Listed entries:
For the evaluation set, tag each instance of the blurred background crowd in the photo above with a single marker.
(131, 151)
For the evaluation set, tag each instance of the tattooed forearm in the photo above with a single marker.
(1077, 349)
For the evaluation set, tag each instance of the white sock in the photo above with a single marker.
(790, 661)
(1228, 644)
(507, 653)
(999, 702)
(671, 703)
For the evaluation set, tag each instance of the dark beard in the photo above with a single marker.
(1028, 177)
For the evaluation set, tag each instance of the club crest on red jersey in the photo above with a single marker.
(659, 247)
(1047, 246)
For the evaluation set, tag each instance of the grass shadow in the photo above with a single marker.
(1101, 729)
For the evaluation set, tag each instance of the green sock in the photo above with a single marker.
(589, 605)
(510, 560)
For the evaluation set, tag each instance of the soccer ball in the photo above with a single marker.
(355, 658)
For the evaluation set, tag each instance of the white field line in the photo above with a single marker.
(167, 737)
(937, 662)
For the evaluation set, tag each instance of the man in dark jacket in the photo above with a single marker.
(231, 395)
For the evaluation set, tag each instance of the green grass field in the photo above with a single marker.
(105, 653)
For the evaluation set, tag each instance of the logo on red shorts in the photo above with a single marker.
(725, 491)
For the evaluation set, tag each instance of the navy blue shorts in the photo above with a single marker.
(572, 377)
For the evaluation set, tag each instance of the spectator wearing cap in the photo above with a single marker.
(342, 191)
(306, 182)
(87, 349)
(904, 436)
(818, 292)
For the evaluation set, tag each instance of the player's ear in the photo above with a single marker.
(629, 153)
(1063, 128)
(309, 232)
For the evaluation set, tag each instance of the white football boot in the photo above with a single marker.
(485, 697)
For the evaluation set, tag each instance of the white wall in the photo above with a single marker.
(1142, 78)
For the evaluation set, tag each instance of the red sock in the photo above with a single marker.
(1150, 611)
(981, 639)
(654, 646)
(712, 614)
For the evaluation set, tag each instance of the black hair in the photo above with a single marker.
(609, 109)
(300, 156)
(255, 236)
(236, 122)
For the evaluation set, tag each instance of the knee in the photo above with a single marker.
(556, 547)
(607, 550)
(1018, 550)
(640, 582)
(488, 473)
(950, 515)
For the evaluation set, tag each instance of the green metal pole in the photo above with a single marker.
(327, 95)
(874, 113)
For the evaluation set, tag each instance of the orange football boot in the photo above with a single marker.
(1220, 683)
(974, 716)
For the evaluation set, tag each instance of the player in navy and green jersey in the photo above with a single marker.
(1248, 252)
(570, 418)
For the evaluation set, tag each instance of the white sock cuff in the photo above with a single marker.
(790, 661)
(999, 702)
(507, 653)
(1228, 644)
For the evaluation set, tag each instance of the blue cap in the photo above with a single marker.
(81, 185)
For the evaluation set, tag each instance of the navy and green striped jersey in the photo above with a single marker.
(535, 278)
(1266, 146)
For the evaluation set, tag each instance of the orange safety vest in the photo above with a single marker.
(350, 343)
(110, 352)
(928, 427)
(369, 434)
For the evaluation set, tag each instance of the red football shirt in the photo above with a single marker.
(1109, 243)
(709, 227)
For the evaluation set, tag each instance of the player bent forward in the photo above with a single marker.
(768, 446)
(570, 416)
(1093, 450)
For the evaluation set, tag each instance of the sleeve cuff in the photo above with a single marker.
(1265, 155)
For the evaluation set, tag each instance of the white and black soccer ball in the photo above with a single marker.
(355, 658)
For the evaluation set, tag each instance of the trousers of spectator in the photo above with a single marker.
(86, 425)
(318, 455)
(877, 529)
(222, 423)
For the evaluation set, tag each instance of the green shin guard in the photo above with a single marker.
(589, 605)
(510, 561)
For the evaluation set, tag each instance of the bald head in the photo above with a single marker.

Written problem: Rewrite all of the lines above as a numbered list, omitting any blank lines.

Exercise answer:
1. For the evaluation set, tag each instance of the blurred background crowd in the photo above with a single marker.
2. (131, 151)
3. For the evaluation set, tag each instance of the tattooed forearm in the photo above with a single marker.
4. (1077, 349)
5. For the evaluation set, tag each instance of the white sock in the photo above with a single marker.
6. (790, 661)
7. (1228, 644)
8. (507, 653)
9. (999, 702)
10. (671, 703)
11. For the evaluation set, tag each instance of the dark beard in the photo above with a single marker.
12. (1028, 177)
13. For the evaluation set, tag each instance of the club crest on red jersey in the photo above with a single marker.
14. (659, 247)
15. (1047, 246)
16. For the evaluation set, tag each instance of the grass shadow in the photo above with a single marker.
17. (1101, 729)
18. For the evaluation set, tag each instance of the green sock in the photo above with a single marker.
19. (589, 605)
20. (510, 560)
21. For the evaluation set, tag each instance of the soccer ball in the photo above with a single marker.
22. (355, 658)
23. For the evaluation set, tag each instance of the white field line in the photo above with a single marker.
24. (167, 737)
25. (937, 662)
26. For the evaluation set, tag each instance of the man in dark jacket in the photo above with a single marker.
27. (231, 395)
28. For the evaluation set, tag each instance of the green grass field in the photo above with a single marker.
29. (105, 653)
30. For the evaluation set, tag each instance of the logo on red shorts in the photo above with a single marker.
31. (725, 491)
32. For the evaluation set, tag each instance of the navy blue shorts in the photo above with a single marker.
33. (572, 377)
34. For the evaluation set, tag each instance of the spectator wearing cap in the photo above with a single marker.
35. (342, 191)
36. (306, 182)
37. (87, 349)
38. (904, 436)
39. (818, 292)
40. For the evaluation set, tag each instance of the player's ear in the photo above with a single marker.
41. (629, 153)
42. (1063, 128)
43. (309, 232)
44. For the evaluation set, tag each instance of the white football boot in the photo above with a single marker.
45. (485, 697)
46. For the evaluation set, tag each instance of the white wall in the photo above with a single marker.
47. (1142, 78)
48. For the evaluation set, tag each instance of the red sock in the photo above with a single marker.
49. (1150, 611)
50. (981, 639)
51. (654, 646)
52. (712, 614)
53. For the evaluation set, tag each instance of the black hair in the photo above with a single marker.
54. (609, 109)
55. (300, 156)
56. (255, 236)
57. (236, 122)
58. For the evaluation set, tag each instance of the knee in the photo above with a single marker.
59. (556, 547)
60. (607, 550)
61. (1018, 550)
62. (640, 582)
63. (488, 473)
64. (950, 515)
65. For the evaluation set, tag each instance of the green metal pole in the photo above with a single marker.
66. (327, 95)
67. (874, 113)
68. For the evaluation set, tag each instance of the orange football boot in the photo above with a single marker.
69. (1220, 683)
70. (974, 716)
71. For the evaluation set, tag each instance of the player in navy and green jersey in the photo above with a single marker.
72. (1248, 252)
73. (570, 418)
74. For the evaluation set, tag each instance of the white sock cuff in the photo above with a single marker.
75. (790, 661)
76. (999, 702)
77. (507, 653)
78. (1228, 644)
79. For the evaluation set, tag each instance of the blue cap in the photo above with a single marker.
80. (81, 185)
81. For the evaluation set, tag each instance of the navy and green striped jersey in the photo above with a single marker.
82. (535, 278)
83. (1266, 146)
84. For the evaluation set, tag each instance of the orange safety vest in the photo above with a single marker.
85. (350, 343)
86. (110, 352)
87. (928, 427)
88. (369, 434)
89. For the evaluation set, tag each instance of the red football shirt in the photo above with a single marker.
90. (1109, 243)
91. (709, 227)
92. For the evaluation set, tag each instance of the player bent forward in the photo above with a single marker.
93. (768, 446)
94. (570, 416)
95. (1093, 450)
96. For the evaluation set, tag each instance of the sleeve cuff in the photo above with a single marker.
97. (1265, 155)
98. For the evaluation set, tag each instance of the white and black soccer ball in the photo above with a single marker.
99. (355, 658)
100. For the evaluation set, tag each instance of the trousers of spectator in the photo above with a single marker.
101. (86, 425)
102. (318, 455)
103. (877, 529)
104. (222, 423)
105. For the evaluation set, tag each instance of the green shin guard in the photo above with a single marker.
106. (589, 605)
107. (510, 561)
108. For the evaluation set, tag each instance of the bald head in the photo above with a single marker.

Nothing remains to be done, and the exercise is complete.